Discurso de SEXA PR por ocasião do lançamento do livro “Com os Portugueses – 10 Anos na Presidência da República”

Fundação Calouste Gulbenkian, Lisboa
14 de Dezembro de 2005


Caros amigos:

Os que me conhecem mais de perto, sabem que gosto de assumir as minhas responsabilidades.

Sempre gostei, aliás.

O mais certo é que, passados estes últimos dez anos, a maior parte dos portugueses já me tenha conhecido, pelo menos neste particular.

Não terá escapado ao nosso concidadão mais desatento que procuro sempre explicar as minhas acções.

No princípio do meu mandato, muitos acharam mesmo que eu era muito justificativo.

Isto é: achavam que me justificava … demais.
Talvez ainda haja quem continue a achar-me justificativo.

Só me resta então justificar-me, dizendo: «não há bela sem senão».
A «bela» do provérbio, claro, é este vosso Presidente.

Justifico-me porque acção responsável é acção motivada.

E acção motivada é susceptível de ser explicada.

Isto é: a acção responsável é a acção susceptível de ser justificada.

*

Estou aqui por via da apresentação do meu livro Com os Portugueses.

Esse livro não existiria se não tivesse o gosto - ou o hábito, ou a necessidade, ou mesmo o vício - de assumir as minhas responsabilidades. O que para um político significa recandidatar-se. Se os eleitores aprovam a sua acção, reelegem-no. Se não aprovam, não o reelegem.

Como é do vosso conhecimento, este meu segundo mandato como Presidente da República terminará no dia 9 de Março. Cumpri-lo-ei até ao último dia. A Constituição não me autoriza a recandidatar-me pela segunda vez.
Abençoada Constituição!

Há quem saiba que, neste particular, não aceitaria outro dispositivo constitucional.

A minha consciência, essa, sabe-o de ciência certa.

Este livro é o modo de assumir aquela responsabilidade política possível, neste tempo e neste modo.

A política é um exercício de responsabilidade.

#### Dados fornecidos:
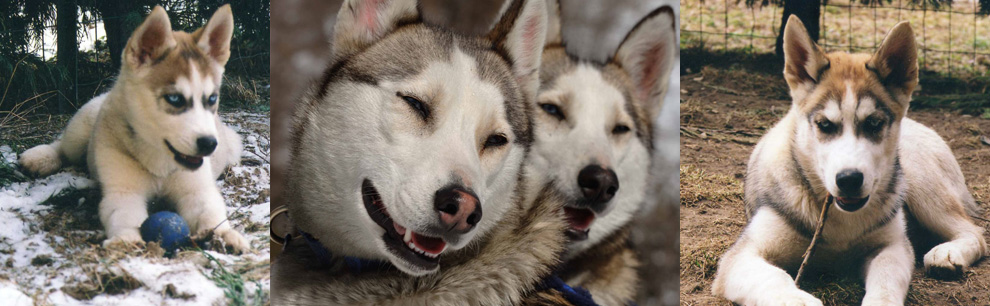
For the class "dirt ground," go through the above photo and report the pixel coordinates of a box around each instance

#### Tarefas a realizar:
a) Reescreva de forma mais breve o parágrafo do discurso que começa por «Esse livro não existiria», mantendo os seus factos principais.
b) Traduza para inglês esta frase do discurso: «Como é do vosso conhecimento, este meu segundo mandato como Presidente da República terminará no dia 9 de Março.»
c) Reproduza sem alterações o trecho do discurso, começando nas palavras "Talvez ainda haja" e parando depois de "de ser justificada.".

#### Resultados por tarefa:
a) O livro só existe porque o autor gosta de assumir as suas responsabilidades. Para um político, isso significa recandidatar-se: se os eleitores aprovam a sua acção, reelegem-no, e se não a aprovam, não o reelegem.

b) As you know, this second term of mine as President of the Republic will end on March 9.

c)
Talvez ainda haja quem continue a achar-me justificativo.

Só me resta então justificar-me, dizendo: «não há bela sem senão».
A «bela» do provérbio, claro, é este vosso Presidente.

Justifico-me porque acção responsável é acção motivada.

E acção motivada é susceptível de ser explicada.

Isto é: a acção responsável é a acção susceptível de ser justificada.